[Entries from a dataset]

┄┄┄┄┄┄┄┄┄┄┄┄┄┄┄┄┄┄┄┄

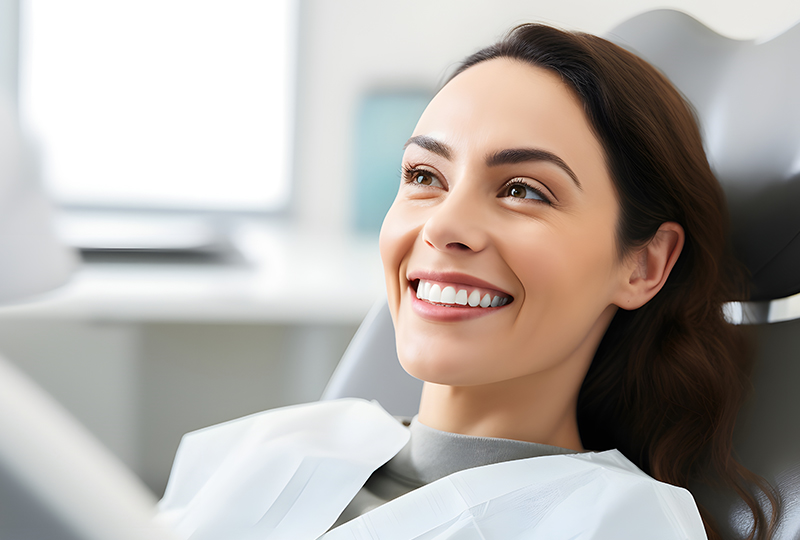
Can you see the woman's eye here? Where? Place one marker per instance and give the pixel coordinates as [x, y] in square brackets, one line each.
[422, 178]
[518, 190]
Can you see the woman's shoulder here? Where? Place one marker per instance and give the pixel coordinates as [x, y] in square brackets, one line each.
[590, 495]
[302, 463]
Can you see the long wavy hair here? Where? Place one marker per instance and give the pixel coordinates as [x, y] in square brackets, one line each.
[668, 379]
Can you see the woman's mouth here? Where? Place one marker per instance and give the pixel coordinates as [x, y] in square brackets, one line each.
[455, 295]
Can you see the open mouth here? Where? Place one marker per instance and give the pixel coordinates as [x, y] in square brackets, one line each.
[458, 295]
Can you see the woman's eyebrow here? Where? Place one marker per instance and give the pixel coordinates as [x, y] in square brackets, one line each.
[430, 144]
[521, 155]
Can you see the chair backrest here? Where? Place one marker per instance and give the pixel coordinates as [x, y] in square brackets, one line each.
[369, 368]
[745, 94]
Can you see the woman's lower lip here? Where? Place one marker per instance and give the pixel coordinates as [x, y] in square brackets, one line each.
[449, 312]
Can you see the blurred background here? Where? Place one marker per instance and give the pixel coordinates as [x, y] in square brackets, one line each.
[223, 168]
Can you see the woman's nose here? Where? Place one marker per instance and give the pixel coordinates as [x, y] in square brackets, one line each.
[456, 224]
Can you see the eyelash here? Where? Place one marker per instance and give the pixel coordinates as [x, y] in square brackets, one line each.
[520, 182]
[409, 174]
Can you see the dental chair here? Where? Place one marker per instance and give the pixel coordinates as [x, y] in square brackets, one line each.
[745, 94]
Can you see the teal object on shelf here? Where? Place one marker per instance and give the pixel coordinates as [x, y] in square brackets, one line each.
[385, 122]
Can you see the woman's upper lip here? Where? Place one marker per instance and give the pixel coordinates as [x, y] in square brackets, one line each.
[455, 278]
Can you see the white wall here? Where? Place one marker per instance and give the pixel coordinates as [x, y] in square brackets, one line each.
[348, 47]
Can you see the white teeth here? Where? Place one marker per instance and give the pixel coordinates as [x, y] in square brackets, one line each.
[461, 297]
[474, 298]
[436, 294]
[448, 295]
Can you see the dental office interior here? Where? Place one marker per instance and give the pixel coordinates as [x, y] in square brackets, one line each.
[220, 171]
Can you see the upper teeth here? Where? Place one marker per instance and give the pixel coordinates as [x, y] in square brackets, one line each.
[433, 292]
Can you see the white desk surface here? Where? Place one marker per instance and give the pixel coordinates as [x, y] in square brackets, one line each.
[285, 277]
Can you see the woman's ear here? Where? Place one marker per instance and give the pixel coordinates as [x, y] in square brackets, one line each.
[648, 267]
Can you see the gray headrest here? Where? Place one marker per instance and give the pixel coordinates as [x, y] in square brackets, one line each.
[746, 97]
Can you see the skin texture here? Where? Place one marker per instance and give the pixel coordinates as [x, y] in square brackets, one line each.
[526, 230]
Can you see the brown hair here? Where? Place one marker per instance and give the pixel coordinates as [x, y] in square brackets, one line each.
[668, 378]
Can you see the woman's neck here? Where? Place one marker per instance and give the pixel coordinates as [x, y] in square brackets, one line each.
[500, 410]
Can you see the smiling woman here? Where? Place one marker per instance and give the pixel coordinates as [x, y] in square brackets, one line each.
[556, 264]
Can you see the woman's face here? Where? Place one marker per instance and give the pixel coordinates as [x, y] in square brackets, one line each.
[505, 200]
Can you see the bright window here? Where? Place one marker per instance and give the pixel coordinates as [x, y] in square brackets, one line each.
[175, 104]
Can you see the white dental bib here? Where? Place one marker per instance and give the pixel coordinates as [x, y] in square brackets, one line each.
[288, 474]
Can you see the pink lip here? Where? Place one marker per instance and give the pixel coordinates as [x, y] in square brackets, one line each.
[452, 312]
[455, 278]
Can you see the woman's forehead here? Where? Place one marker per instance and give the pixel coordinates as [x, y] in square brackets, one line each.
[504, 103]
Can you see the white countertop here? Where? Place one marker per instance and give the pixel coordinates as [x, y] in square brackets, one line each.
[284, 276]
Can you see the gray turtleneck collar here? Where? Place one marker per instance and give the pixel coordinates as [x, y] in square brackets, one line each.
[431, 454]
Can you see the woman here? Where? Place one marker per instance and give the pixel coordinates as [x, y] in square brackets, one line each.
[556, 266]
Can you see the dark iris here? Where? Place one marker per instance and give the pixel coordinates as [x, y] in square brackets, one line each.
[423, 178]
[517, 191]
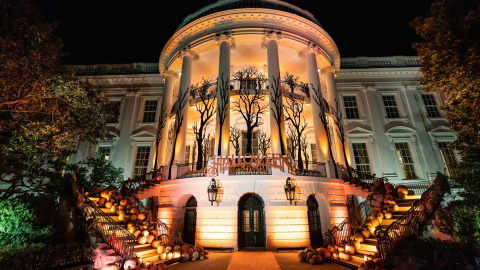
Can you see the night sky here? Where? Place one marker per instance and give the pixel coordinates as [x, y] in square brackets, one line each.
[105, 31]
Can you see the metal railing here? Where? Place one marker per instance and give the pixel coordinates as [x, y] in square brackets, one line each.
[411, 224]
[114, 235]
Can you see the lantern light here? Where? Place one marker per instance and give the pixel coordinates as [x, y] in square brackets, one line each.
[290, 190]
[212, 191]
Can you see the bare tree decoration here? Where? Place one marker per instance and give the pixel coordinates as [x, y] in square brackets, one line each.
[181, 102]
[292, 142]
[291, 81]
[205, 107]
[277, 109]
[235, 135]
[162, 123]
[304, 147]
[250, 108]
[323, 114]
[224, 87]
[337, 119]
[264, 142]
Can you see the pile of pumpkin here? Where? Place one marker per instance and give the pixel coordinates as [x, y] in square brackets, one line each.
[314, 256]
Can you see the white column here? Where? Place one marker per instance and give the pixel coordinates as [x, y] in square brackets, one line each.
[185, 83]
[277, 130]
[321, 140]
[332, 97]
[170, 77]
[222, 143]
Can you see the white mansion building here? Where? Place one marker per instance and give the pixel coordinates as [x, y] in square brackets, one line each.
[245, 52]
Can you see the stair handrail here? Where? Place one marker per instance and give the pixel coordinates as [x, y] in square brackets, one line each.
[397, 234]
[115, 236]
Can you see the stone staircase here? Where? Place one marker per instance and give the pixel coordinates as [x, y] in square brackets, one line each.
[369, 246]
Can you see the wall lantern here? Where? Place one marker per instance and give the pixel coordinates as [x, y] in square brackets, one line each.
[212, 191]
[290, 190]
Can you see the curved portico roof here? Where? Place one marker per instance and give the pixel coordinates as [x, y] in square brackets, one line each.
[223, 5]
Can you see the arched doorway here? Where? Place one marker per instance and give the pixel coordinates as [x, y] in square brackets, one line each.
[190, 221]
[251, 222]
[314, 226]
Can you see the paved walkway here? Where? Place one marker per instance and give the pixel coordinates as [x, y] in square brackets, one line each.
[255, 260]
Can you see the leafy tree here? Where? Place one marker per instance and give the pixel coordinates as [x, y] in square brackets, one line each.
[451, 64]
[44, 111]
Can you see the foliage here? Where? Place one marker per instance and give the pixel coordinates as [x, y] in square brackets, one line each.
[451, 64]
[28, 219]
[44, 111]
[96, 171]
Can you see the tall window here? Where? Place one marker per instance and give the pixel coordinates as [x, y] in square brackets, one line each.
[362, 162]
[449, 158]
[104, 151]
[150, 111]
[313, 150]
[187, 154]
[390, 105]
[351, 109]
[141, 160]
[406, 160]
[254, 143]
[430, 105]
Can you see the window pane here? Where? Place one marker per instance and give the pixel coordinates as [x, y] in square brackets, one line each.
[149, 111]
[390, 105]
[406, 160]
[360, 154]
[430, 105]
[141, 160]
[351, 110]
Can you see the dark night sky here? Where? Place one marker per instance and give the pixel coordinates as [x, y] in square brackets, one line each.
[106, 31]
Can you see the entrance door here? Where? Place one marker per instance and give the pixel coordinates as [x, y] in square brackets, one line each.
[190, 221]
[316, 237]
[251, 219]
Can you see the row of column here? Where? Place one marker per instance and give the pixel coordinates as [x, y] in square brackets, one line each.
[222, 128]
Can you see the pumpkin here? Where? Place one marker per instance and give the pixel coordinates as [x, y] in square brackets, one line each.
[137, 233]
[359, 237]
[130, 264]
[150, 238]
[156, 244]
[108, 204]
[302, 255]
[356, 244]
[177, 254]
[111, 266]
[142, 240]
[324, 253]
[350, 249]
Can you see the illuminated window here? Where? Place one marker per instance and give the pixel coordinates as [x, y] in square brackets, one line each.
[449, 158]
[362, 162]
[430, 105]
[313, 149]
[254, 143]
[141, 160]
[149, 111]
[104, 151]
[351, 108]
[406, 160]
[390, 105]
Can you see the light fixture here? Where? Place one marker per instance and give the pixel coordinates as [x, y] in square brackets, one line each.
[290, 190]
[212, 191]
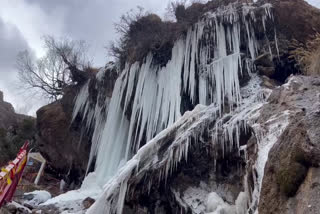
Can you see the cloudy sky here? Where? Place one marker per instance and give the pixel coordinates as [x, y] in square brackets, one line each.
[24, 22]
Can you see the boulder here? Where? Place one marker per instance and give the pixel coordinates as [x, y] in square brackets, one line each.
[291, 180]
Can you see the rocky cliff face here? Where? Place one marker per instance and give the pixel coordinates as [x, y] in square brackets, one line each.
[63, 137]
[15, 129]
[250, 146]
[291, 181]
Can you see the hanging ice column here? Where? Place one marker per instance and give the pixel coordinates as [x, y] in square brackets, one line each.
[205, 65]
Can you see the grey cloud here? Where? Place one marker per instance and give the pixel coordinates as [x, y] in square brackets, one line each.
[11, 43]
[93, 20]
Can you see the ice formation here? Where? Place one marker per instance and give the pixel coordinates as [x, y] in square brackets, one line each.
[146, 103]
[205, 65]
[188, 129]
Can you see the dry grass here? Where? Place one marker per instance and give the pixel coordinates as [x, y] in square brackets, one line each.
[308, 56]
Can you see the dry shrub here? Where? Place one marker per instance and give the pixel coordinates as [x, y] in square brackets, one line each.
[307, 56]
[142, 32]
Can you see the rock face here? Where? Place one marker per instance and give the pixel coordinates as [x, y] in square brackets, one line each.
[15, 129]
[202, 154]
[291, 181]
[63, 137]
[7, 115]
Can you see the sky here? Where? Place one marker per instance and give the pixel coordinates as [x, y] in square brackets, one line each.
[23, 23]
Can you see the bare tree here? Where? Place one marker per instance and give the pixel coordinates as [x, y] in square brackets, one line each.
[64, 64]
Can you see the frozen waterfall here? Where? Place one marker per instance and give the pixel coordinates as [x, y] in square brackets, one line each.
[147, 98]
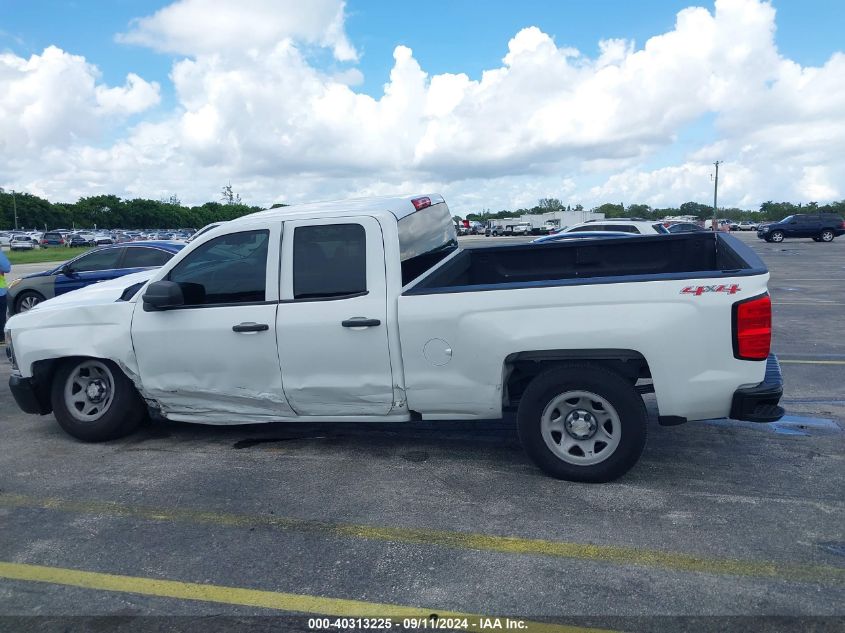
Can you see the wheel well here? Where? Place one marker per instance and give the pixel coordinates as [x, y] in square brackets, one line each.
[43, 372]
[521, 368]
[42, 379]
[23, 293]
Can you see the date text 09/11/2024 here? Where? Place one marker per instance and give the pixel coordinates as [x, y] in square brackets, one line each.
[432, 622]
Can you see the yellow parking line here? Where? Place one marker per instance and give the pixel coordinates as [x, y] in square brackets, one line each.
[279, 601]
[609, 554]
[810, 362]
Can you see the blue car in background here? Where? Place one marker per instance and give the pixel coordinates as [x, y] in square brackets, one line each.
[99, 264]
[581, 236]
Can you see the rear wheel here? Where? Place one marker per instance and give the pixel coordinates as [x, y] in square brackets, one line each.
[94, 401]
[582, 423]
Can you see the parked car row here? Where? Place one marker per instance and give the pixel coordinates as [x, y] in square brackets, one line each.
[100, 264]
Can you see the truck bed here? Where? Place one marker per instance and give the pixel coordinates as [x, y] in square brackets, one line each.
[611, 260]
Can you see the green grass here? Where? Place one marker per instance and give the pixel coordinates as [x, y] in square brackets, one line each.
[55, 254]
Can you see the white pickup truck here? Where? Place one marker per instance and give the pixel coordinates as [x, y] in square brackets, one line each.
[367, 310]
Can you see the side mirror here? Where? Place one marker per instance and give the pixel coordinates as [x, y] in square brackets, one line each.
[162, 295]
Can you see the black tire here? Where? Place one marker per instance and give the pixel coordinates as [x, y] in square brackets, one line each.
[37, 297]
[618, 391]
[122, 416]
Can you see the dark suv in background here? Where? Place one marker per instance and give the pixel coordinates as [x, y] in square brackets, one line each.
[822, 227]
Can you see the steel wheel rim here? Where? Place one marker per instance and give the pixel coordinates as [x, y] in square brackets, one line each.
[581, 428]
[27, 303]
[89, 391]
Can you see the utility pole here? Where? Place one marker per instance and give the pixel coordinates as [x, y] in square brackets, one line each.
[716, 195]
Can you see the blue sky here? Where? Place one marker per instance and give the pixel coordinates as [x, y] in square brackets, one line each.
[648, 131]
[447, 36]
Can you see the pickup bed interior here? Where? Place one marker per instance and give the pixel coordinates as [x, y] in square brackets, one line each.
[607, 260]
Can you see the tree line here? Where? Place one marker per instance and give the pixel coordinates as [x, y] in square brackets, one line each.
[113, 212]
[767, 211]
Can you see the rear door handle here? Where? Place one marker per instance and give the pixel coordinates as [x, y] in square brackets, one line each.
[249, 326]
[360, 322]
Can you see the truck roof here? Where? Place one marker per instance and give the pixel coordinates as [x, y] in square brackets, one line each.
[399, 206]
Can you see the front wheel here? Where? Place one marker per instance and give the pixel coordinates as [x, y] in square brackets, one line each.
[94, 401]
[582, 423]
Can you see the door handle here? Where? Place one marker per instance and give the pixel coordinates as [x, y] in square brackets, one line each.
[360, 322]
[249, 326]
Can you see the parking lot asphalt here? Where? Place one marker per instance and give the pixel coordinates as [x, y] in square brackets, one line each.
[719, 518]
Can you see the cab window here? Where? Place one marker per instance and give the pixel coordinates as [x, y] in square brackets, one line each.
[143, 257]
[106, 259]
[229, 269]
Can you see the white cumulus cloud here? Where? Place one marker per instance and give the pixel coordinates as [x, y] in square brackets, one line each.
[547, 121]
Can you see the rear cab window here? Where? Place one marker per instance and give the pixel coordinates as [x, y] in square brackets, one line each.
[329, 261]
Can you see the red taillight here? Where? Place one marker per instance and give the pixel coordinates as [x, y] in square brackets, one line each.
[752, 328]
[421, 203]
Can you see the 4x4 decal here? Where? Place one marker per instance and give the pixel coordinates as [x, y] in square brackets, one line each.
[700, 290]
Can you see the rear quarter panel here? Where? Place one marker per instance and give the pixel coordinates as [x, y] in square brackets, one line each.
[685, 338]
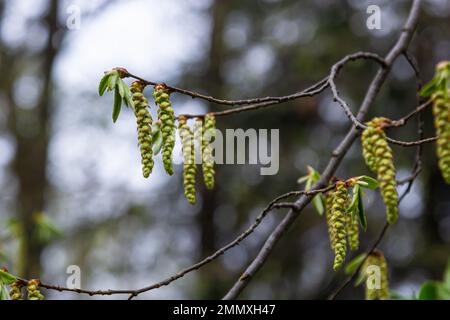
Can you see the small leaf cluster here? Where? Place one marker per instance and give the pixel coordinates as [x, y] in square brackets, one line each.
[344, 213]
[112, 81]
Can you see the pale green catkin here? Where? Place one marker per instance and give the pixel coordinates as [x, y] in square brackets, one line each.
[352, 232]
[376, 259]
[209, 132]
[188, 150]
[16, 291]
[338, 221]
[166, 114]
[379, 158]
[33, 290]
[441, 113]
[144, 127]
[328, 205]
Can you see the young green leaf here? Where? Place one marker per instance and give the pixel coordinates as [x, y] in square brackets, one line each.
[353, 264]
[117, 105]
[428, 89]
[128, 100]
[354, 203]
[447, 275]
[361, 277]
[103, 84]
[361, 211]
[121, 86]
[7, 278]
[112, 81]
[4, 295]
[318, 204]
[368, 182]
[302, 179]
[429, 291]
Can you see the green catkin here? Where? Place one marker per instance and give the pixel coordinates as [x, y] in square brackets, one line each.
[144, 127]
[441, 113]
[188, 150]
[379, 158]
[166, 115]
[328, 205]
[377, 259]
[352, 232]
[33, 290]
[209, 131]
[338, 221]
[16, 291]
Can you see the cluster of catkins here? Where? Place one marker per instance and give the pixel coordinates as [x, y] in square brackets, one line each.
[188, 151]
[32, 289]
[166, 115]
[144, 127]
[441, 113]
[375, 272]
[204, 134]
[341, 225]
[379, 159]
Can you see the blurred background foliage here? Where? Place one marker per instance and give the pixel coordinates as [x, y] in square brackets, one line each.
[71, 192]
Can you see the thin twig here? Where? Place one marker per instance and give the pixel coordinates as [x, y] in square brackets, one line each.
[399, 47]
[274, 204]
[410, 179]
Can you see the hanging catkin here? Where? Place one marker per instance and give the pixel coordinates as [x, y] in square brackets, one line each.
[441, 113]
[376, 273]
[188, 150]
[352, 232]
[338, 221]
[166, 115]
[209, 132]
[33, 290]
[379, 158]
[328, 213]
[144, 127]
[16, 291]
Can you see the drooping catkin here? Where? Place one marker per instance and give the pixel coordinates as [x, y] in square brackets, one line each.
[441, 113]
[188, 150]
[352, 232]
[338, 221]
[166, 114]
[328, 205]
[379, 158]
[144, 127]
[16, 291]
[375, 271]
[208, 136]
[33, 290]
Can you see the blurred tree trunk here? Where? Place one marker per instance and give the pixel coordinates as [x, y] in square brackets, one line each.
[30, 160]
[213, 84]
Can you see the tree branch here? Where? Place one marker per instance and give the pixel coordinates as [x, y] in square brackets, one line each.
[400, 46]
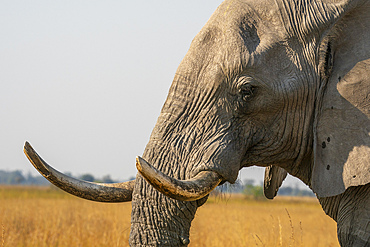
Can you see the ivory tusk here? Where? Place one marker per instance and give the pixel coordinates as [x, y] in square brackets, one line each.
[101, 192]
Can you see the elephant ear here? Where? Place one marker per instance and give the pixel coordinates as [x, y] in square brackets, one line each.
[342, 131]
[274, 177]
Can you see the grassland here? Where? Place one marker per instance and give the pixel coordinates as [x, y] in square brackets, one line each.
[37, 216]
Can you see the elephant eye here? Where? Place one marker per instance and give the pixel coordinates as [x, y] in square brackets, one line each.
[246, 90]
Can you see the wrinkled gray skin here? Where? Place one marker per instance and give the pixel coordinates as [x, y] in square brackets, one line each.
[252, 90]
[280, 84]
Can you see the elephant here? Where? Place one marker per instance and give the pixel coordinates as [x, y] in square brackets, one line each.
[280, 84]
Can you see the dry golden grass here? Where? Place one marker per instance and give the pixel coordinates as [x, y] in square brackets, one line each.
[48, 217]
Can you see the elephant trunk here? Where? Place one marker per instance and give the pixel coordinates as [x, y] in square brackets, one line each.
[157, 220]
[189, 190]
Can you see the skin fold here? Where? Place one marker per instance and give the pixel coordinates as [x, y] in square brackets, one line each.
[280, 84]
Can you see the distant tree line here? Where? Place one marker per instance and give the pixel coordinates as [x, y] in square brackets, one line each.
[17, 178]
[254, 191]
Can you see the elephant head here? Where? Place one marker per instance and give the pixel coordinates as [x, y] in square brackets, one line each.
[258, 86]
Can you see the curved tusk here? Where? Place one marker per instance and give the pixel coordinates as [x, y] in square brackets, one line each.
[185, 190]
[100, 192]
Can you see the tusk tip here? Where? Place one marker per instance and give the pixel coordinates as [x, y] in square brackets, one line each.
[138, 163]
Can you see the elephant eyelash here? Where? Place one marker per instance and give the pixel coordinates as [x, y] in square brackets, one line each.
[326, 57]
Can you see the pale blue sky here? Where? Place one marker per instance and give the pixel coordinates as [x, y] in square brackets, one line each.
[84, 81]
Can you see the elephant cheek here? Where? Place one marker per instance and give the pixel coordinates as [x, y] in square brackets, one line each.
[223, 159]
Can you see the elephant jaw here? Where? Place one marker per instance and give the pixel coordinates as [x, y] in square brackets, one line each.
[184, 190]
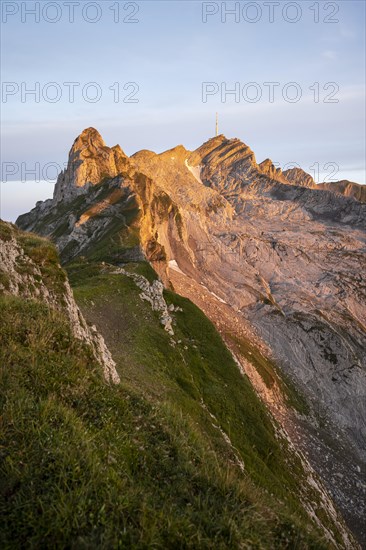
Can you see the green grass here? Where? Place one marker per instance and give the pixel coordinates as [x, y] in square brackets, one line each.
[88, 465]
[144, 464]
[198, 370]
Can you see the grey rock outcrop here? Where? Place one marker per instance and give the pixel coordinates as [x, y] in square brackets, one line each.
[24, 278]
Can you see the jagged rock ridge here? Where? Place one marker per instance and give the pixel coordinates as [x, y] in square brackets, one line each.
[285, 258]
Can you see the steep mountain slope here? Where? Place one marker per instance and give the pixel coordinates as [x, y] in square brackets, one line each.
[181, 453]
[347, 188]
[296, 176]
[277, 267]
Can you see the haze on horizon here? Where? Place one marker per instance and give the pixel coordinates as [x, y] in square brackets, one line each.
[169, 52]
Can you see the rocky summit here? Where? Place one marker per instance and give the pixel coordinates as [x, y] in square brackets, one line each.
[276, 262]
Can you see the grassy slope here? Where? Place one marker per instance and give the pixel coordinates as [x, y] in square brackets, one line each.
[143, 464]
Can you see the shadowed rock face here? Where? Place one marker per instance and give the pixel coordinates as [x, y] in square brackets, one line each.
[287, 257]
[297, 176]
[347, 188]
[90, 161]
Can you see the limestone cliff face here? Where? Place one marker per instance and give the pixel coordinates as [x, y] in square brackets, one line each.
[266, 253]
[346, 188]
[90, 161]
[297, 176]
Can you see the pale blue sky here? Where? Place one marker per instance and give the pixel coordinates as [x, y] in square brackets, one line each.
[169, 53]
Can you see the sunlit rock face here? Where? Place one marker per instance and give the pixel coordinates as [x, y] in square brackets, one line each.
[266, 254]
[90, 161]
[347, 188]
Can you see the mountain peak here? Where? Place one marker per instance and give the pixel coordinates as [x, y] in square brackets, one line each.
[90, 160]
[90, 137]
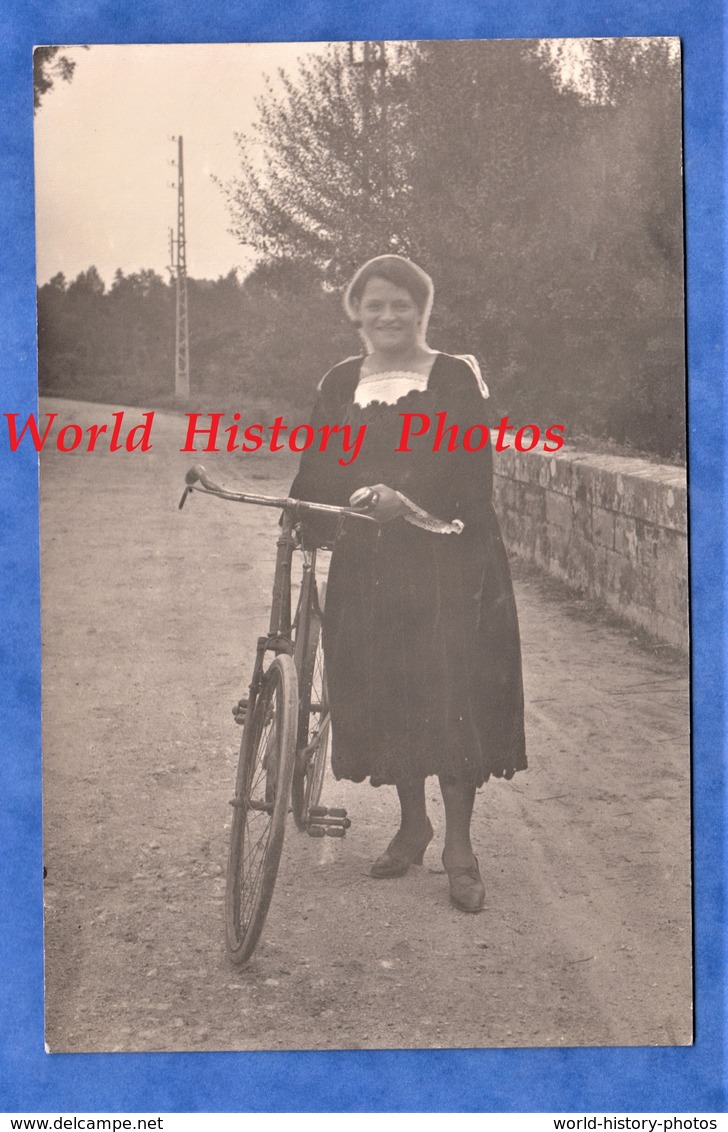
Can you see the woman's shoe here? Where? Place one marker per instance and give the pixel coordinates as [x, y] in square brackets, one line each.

┄┄┄┄┄┄┄┄┄┄┄┄┄┄┄┄┄┄┄┄

Take the line that contains "Can you see the jagged" and all lines after it to the end of the material above, and copy them verbatim without any images.

Solution below
Can you see the jagged rock ridge here? Where? Place one marker per instance and give the pixel coordinates as [x, y] in square brackets, one line each.
[285, 258]
Can you see the steep mountain slope here? Where? Place one marker per instance and give the pixel coordinates as [x, y] in square brackets, one line each.
[181, 453]
[347, 188]
[296, 176]
[277, 267]
Can you see the haze on horizon here? Where? Place one marker per instance and give the pixel coordinates as [x, y] in square brackets, one line each.
[169, 52]
Can you see the rocky summit here? Where? Place one marker per instance and give the pixel coordinates as [x, y] in square brackets, one line each.
[276, 262]
Can you see the grassy slope here? Where? Place one marker per instance and give the pixel coordinates as [x, y] in square brackets, one line each.
[143, 464]
Can you see the shadowed rock face here? Where? Place one marker per instance and give the pixel coordinates as [x, y] in square brackets, one line each.
[287, 257]
[297, 176]
[347, 188]
[90, 161]
Can you see the limestone cliff face here? Where? Place one marker per instance and give the pixel coordinates as [x, y] in square brackets, one line each.
[266, 253]
[346, 188]
[90, 161]
[297, 176]
Can you see the pale blue sky here? Where? Place one marker per instance and give the pixel coordinates as [x, y] in square brackets, one line each.
[169, 53]
Can you see the sunlit rock face here? Where? Place one marker per instance and give the pixel coordinates as [x, y] in square brackets, one line each.
[266, 254]
[90, 161]
[347, 188]
Can you see the mountain peak here? Where? Place one marker per instance and give the pixel coordinates as [x, y] in square brackets, one line each.
[90, 160]
[90, 137]
Can you see the woman's shoe here? Where? Place one marker per instance and give the pixel coordinates as [x, y] in square brackets, one line each.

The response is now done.